BEGIN GIVEN RECORDS
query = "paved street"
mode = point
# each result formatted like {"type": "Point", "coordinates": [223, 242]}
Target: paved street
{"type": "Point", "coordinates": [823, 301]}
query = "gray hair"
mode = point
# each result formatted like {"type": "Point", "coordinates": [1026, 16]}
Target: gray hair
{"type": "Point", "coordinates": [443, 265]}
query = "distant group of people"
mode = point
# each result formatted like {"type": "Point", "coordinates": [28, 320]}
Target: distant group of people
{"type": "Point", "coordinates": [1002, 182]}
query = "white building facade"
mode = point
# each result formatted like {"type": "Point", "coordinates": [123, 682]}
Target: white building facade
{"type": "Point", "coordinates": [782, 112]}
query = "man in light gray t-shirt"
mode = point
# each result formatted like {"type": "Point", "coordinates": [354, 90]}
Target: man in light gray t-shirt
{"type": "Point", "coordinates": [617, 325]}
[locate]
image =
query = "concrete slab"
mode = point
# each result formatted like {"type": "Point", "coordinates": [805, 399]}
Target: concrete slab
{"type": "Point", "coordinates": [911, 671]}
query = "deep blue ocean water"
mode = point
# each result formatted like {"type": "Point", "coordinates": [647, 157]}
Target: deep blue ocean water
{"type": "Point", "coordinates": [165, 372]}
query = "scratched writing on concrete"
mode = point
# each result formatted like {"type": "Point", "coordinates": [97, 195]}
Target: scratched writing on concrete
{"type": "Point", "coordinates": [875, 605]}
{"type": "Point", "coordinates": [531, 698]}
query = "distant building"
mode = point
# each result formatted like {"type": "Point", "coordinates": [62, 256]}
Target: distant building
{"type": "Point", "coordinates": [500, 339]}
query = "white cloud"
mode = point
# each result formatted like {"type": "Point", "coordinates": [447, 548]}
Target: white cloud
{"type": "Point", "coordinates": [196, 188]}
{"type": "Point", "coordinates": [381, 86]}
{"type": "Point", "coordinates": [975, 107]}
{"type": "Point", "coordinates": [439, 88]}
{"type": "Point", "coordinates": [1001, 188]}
END GIVEN RECORDS
* [TASK DETAILS]:
Copy all lines from the listing that contain "query".

* [RESPONSE TO THIS EXERCISE]:
query = "paved street"
query = "gray hair"
query = "distant group of people"
query = "white building facade"
query = "man in light gray t-shirt"
query = "concrete slab"
query = "deep blue ocean water"
query = "scratched writing on concrete"
query = "distant building"
query = "white cloud"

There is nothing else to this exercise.